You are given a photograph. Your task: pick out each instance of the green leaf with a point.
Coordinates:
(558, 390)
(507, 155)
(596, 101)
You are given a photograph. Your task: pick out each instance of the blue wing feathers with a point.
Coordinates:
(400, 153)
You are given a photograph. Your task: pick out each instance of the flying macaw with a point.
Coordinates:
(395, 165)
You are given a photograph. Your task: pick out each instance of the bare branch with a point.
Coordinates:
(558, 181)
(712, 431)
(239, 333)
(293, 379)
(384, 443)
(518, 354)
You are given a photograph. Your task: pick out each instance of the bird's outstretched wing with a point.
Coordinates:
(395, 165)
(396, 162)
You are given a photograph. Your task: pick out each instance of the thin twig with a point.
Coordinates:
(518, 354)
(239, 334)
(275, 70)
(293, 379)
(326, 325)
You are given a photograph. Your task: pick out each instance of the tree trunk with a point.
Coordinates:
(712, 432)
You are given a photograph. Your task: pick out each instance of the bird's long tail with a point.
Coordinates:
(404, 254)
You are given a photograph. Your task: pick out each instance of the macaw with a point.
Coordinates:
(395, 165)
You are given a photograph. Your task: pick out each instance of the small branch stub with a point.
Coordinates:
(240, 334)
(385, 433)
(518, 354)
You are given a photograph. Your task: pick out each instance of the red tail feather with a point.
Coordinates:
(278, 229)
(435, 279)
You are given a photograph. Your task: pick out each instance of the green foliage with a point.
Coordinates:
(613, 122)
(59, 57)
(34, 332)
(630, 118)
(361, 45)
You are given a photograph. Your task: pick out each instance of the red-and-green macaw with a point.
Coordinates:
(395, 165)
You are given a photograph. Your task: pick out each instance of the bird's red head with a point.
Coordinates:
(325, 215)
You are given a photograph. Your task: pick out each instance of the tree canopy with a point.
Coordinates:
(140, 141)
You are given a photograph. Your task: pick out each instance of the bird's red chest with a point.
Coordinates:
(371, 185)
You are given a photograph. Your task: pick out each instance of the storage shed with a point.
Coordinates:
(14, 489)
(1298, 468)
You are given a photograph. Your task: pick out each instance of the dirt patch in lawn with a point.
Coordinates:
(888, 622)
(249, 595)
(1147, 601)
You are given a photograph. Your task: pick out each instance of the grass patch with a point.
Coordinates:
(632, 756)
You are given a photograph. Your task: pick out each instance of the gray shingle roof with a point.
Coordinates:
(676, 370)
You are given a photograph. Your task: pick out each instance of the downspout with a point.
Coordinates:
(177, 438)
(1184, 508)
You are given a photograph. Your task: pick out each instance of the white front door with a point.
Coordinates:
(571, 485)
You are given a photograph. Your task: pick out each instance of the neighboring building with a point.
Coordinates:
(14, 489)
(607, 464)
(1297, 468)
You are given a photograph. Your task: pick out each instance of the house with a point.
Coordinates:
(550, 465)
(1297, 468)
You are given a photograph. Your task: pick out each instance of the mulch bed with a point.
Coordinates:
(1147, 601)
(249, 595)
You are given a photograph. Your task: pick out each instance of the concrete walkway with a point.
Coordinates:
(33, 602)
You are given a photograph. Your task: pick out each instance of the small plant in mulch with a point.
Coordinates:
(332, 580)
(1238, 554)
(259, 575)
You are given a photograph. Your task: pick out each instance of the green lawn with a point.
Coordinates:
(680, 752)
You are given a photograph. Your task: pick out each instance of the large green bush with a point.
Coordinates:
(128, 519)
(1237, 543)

========

| Instructions for the task |
Format every line of the data above as a Markdown table with a "No." column for the row number and a "Line" column for the text of that line, leaving out any blank lines.

| The answer |
| No. | Line |
|---|---|
| 1 | You are given a photograph. Your task: pick out each instance of the green leaf with a point. |
| 2 | Coordinates: |
| 3 | (558, 390) |
| 4 | (507, 155) |
| 5 | (596, 101) |
| 6 | You are given a photograph. Your task: pick out each instance of the blue wing feathers with a point. |
| 7 | Coordinates: |
| 8 | (400, 153) |
| 9 | You are given a photograph. Your task: pick out each instance of the flying macaw with a point. |
| 10 | Coordinates: |
| 11 | (395, 165) |
| 12 | You are given a photograph. Your task: pick out each instance of the bare branch with a point. |
| 13 | Coordinates: |
| 14 | (558, 181) |
| 15 | (712, 431) |
| 16 | (239, 333) |
| 17 | (293, 379) |
| 18 | (384, 443) |
| 19 | (518, 354) |
| 20 | You are given a photograph. Your task: pick out each instance of the bird's outstretched wing with a point. |
| 21 | Coordinates: |
| 22 | (395, 165) |
| 23 | (396, 162) |
| 24 | You are given a photograph. Your task: pick out each instance of the thin twig with a point. |
| 25 | Coordinates: |
| 26 | (518, 354) |
| 27 | (239, 334) |
| 28 | (275, 70) |
| 29 | (293, 379) |
| 30 | (326, 325) |
| 31 | You are given a photograph. Your task: pick out each instance of the tree trunk with a point. |
| 32 | Coordinates: |
| 33 | (712, 432) |
| 34 | You are given a photograph. Your task: pick out each instance of the bird's long tail with a point. |
| 35 | Coordinates: |
| 36 | (404, 254) |
| 37 | You are given a photograph. Your task: pick out each instance of the macaw with a point. |
| 38 | Coordinates: |
| 39 | (395, 165) |
| 40 | You are given a photograph. Your task: pick out each instance of the small branch stub with a point. |
| 41 | Coordinates: |
| 42 | (240, 334) |
| 43 | (385, 433) |
| 44 | (518, 354) |
| 45 | You are given a photograph. Your task: pick out each instance of the red tail feather with a point. |
| 46 | Coordinates: |
| 47 | (278, 229) |
| 48 | (435, 279) |
| 49 | You are given a photograph. Your task: pick out each instance of the green foliage with a point. |
| 50 | Coordinates: |
| 51 | (613, 122) |
| 52 | (59, 57) |
| 53 | (34, 332) |
| 54 | (630, 118) |
| 55 | (361, 45) |
| 56 | You are given a photograph. Your task: pick out each instance of the red-and-green macaw with a point. |
| 57 | Coordinates: |
| 58 | (395, 165) |
| 59 | You are given a photograph. Your task: pick out each instance of the bird's red head with a point. |
| 60 | Coordinates: |
| 61 | (325, 215) |
| 62 | You are given a photograph. Your task: pick out each instance of the tree canopy with a point. |
| 63 | Coordinates: |
| 64 | (140, 141) |
| 65 | You are given a photograph. Your task: pick out each instance of the bird's red chest with a point. |
| 66 | Coordinates: |
| 67 | (371, 185) |
| 68 | You are given a photograph. Your task: pick out each instance of the storage shed with a point. |
| 69 | Coordinates: |
| 70 | (14, 489) |
| 71 | (1298, 468) |
| 72 | You are given a photograph. Your task: pick out each instance of the dirt patch in lawn with a point. |
| 73 | Coordinates: |
| 74 | (888, 622) |
| 75 | (249, 595) |
| 76 | (1147, 601) |
| 77 | You are given a photograph. Your task: pick out each instance of the grass patch with a point. |
| 78 | Coordinates: |
| 79 | (632, 756) |
| 80 | You are given a photograph. Your task: pick out each instance of the gray shingle roof with a point. |
| 81 | Coordinates: |
| 82 | (676, 370) |
| 83 | You are given a photograph. Your task: pick out each instance of the downspout with a point. |
| 84 | Coordinates: |
| 85 | (177, 438) |
| 86 | (1184, 508) |
| 87 | You are given a photograph. Your task: pick out each instance of the white front door with a point. |
| 88 | Coordinates: |
| 89 | (571, 485) |
| 90 | You are given a photograph. Your task: pick out each instance of the neighboring building with a point. |
| 91 | Coordinates: |
| 92 | (14, 489) |
| 93 | (607, 464) |
| 94 | (1297, 468) |
| 95 | You are given a photograph. Your task: pick out each instance of the house with a point. |
| 96 | Coordinates: |
| 97 | (550, 465) |
| 98 | (1297, 468) |
| 99 | You are given a photograph. Your task: pick out each instance of the mulch bed with a point. |
| 100 | Coordinates: |
| 101 | (1147, 601) |
| 102 | (249, 595) |
| 103 | You are given a photograph. Your task: pick out each instance of the concrete walkway with a point. |
| 104 | Coordinates: |
| 105 | (33, 602) |
| 106 | You are given a photograph. Your task: pick out each instance of the small plant in mulch with a point. |
| 107 | Coordinates: |
| 108 | (332, 580) |
| 109 | (1238, 554) |
| 110 | (259, 575) |
| 111 | You are given a photograph. Your task: pick out each instance of the green lawn with a point. |
| 112 | Coordinates: |
| 113 | (680, 752) |
| 114 | You are given a photograph. Your task: pick out each instance of the large green bush with a point. |
| 115 | Coordinates: |
| 116 | (128, 519) |
| 117 | (1237, 543) |